• [Objective]
Set out every entry below as a JSON list of strings, with one string for each line and blank lines left out.

• [Dataset records]
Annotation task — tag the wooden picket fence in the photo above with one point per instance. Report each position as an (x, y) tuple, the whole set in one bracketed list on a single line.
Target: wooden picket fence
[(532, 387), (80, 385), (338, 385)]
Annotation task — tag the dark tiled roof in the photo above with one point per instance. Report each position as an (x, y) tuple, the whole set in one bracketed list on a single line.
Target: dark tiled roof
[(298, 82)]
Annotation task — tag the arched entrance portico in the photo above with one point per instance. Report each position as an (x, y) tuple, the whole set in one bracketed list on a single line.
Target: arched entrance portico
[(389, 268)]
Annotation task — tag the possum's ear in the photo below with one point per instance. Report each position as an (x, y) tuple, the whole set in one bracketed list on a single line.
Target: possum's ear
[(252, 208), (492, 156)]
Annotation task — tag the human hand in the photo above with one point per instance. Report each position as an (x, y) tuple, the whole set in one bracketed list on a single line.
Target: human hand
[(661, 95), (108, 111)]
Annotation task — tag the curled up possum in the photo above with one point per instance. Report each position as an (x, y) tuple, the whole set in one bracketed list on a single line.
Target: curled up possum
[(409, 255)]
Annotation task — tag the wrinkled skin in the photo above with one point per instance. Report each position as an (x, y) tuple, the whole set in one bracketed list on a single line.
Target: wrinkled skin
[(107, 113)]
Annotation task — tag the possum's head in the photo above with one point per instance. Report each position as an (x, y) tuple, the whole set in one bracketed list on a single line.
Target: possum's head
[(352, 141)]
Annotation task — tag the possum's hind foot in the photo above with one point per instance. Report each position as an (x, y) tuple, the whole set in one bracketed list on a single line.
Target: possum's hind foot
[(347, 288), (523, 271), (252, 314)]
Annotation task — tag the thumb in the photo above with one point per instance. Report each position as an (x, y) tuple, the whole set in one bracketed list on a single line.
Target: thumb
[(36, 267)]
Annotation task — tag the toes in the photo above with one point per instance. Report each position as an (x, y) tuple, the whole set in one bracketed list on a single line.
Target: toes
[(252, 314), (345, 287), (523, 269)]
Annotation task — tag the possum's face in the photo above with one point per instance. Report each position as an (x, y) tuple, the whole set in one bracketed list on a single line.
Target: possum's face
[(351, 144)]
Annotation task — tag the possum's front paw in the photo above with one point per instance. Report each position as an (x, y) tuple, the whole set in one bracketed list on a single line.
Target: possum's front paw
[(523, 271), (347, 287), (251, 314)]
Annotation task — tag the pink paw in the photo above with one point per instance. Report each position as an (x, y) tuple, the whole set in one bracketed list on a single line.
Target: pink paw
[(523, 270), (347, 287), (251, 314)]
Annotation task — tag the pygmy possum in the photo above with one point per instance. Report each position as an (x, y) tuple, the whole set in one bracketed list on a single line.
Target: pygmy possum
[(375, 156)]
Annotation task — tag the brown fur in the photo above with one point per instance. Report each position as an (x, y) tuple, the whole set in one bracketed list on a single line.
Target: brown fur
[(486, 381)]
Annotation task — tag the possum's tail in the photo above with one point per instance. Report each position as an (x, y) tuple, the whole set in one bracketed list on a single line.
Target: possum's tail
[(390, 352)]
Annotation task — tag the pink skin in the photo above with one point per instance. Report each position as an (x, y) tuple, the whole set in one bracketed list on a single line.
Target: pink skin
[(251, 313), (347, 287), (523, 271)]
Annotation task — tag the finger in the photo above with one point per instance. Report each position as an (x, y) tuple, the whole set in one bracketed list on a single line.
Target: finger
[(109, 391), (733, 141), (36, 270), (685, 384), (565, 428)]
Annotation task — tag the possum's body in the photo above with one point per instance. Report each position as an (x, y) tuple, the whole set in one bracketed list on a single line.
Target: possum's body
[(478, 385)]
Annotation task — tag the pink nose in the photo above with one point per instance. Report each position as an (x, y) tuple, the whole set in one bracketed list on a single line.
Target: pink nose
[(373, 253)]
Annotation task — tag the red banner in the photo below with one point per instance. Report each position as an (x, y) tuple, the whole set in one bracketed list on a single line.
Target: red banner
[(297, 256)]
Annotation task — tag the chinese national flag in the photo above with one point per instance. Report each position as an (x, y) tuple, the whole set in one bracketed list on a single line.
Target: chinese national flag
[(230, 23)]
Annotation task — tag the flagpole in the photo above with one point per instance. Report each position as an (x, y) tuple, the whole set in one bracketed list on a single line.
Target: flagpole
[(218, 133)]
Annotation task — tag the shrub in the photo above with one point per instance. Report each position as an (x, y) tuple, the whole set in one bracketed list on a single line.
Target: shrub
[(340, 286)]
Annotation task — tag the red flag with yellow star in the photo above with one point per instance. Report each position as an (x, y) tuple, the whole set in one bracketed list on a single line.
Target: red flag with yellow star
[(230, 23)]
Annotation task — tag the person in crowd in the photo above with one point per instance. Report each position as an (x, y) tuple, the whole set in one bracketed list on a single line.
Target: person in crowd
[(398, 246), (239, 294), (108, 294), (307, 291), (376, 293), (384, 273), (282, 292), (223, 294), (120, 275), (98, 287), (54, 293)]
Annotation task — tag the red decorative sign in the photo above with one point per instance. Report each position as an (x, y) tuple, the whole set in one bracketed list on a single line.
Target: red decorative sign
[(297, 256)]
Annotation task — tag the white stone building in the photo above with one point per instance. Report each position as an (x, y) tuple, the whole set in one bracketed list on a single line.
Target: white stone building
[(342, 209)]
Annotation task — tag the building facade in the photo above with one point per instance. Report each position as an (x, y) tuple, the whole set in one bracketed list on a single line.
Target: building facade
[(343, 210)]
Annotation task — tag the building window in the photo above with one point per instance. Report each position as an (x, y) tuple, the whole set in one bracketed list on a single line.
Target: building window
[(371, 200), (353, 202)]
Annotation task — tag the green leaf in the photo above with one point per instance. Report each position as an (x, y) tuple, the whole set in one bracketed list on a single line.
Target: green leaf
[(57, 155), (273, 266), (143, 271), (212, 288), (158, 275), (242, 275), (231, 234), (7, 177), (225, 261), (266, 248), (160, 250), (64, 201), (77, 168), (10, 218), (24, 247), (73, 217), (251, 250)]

• [Expected answer]
[
  "Annotation task — tag the wooden picket fence in the photo above with one point per instance. Report each position as an (x, y) tuple, the whole set in one bracketed list on a single line.",
  "Target: wooden picket fence",
  "[(532, 387), (80, 385), (338, 385)]",
  "Annotation task — tag the dark tiled roof in the photo above with one point per instance. Report each position as an (x, y) tuple, the whole set in one bracketed list on a single line.",
  "Target: dark tiled roof",
  "[(298, 82)]",
  "Annotation task — tag the arched entrance portico in the photo above with one point per instance. Report each position as an (x, y) tuple, the whole set in one bracketed list on a single line.",
  "Target: arched entrance portico",
  "[(389, 268)]",
  "Annotation task — tag the possum's ear in the photo below with one point per instance. Report each position as an (x, y) tuple, the whole set in one bracketed list on a single line.",
  "Target: possum's ear",
  "[(252, 208), (492, 156)]",
  "Annotation task — tag the human hand in the photo above with one point per instance. Report each position as an (x, y) tuple, the whole set in one bracketed list on a single line.",
  "Target: human hand",
  "[(661, 95), (108, 111)]",
  "Annotation task — tag the curled up possum in the photo above with one point per instance. Report each position as an (x, y) tuple, the whole set in one bracketed list on a single line.",
  "Target: curled up possum",
  "[(409, 255)]",
  "Annotation task — tag the wrinkled skin in the photo above with one point per instance. Report each position as an (x, y) tuple, the whole set in one bracketed list on a single line.",
  "Target: wrinkled skin",
  "[(107, 113)]",
  "Annotation task — tag the possum's head in the photo above with one point per instance. Report each position as an (x, y) tuple, the whole set in one bracketed list on a single line.",
  "Target: possum's head",
  "[(352, 141)]",
  "Annotation task — tag the possum's hind foot in the photo above with one point per instance. Report each position as an (x, y) tuple, the whole set in one bracketed list on a single line.",
  "Target: possum's hind foot",
  "[(347, 288), (523, 271), (252, 314)]",
  "Annotation task — tag the thumb in the photo above with one point per instance. Report each position as an (x, y) tuple, the whole set in one bracketed list on a single line.",
  "Target: thumb",
  "[(36, 267)]",
  "Annotation task — tag the toes in the photo above with one point per instance. Report each position as an (x, y) tuple, the whole set in one bracketed list on a single line.",
  "Target: toes",
  "[(252, 314), (345, 287), (523, 269)]",
  "Annotation task — tag the possum's face in the photo above with one point per instance. Report each position as an (x, y) tuple, the whole set in one bracketed list on a single line.",
  "Target: possum's face",
  "[(351, 144)]",
  "Annotation task — tag the possum's front paw in the photo above with one point per instance. Report each position as an (x, y) tuple, the whole set in one bracketed list on a single line.",
  "Target: possum's front paw",
  "[(523, 271), (347, 287), (251, 314)]",
  "Annotation task — tag the pink paw in the photo above with one point per instance. Report each position as an (x, y) tuple, the whole set in one bracketed list on a single line.",
  "Target: pink paw",
  "[(523, 270), (347, 287), (251, 314)]",
  "Annotation task — tag the pygmy possum in the photo above with one point per instance. Report each position as an (x, y) tuple, the whole set in one bracketed list on a single line.",
  "Target: pygmy possum",
  "[(375, 156)]",
  "Annotation task — tag the brown fur in the photo above with one point per instance. Report each position as an (x, y) tuple, the whole set in one bracketed list on a single line.",
  "Target: brown fur",
  "[(486, 381)]",
  "Annotation task — tag the possum's tail in the photo above with one point per instance. Report each position as an (x, y) tuple, the whole set in one bracketed list on a single line.",
  "Target: possum's tail",
  "[(390, 352)]",
  "Annotation task — tag the pink skin in the photo above with one point per instance. Report each position as an (x, y) tuple, the whole set in one bracketed list on a single line.",
  "Target: pink skin",
  "[(251, 313), (347, 287), (523, 271)]",
  "Annotation task — tag the finger in the photo above with one point per instance. Report each position as an (x, y) tuple, the whole set in one bracketed list on a single line.",
  "Target: finger",
  "[(109, 391), (733, 141), (36, 270), (685, 384), (565, 428)]",
  "Annotation task — tag the possum's body in the photo above with one point per instance. Report each position as an (x, y) tuple, the whole set in one bracketed list on a single line.",
  "Target: possum's body",
  "[(478, 385)]",
  "Annotation task — tag the pink nose in the photo above with one point per instance. Report each position as an (x, y) tuple, the whole set in one bracketed list on a single line.",
  "Target: pink nose",
  "[(373, 253)]",
  "Annotation task — tag the red banner in the photo below with one point per instance. Report each position as an (x, y) tuple, the whole set in one bracketed list on a single line.",
  "Target: red banner",
  "[(297, 256)]",
  "Annotation task — tag the chinese national flag in the photo above with one point per instance. Report each position as an (x, y) tuple, the whole set in one bracketed list on a single line.",
  "Target: chinese national flag",
  "[(230, 23)]",
  "Annotation task — tag the flagpole in the photo above with one point per instance. Report each position as an (x, y) tuple, the whole set in one bracketed list on a single line.",
  "Target: flagpole",
  "[(218, 133)]",
  "Annotation task — tag the shrub in the photo above with one point per instance. Report each position as an (x, y) tuple, the whole set in one bracketed list on a single line.",
  "Target: shrub",
  "[(340, 286)]",
  "Annotation task — tag the red flag with yellow star in the photo above with one point per instance. Report each position as an (x, y) tuple, the whole set in one bracketed list on a single line.",
  "Target: red flag with yellow star",
  "[(230, 23)]",
  "Annotation task — tag the person in crowd in the photo above with one point per instance. Report each position as an (x, y) tuple, the whole set in one bracketed list on a single line.",
  "Target: person in crowd",
  "[(398, 246), (239, 294), (108, 294), (307, 291), (376, 293), (384, 273), (282, 292), (223, 294), (120, 275), (98, 287), (54, 293)]",
  "Annotation task — tag the red decorative sign in the photo above with one point per instance. Report each position as an (x, y) tuple, the whole set in one bracketed list on a single line.",
  "Target: red decorative sign",
  "[(297, 256)]",
  "Annotation task — tag the white stone building in the photo above with one point per instance. Report each position as an (x, y) tuple, the whole set in one bracketed list on a single line.",
  "Target: white stone building",
  "[(342, 209)]",
  "Annotation task — tag the building facade in the photo above with one point per instance. Report each position as an (x, y) tuple, the whole set in one bracketed list on a single line.",
  "Target: building facade",
  "[(343, 210)]",
  "Annotation task — tag the building window in the photo above with one point per instance. Report each position as an (x, y) tuple, the whole set in one bracketed list on a single line.",
  "Target: building window",
  "[(371, 200), (353, 202)]",
  "Annotation task — tag the green leaf in the photo above with one point per instance. Report each position as an (x, y) tuple, the whole set in one bracketed list on a single line.",
  "Target: green leaf",
  "[(57, 155), (273, 266), (143, 271), (212, 288), (158, 275), (242, 275), (231, 234), (7, 177), (225, 261), (266, 248), (160, 250), (64, 201), (77, 168), (10, 218), (24, 247), (73, 217), (251, 250)]"
]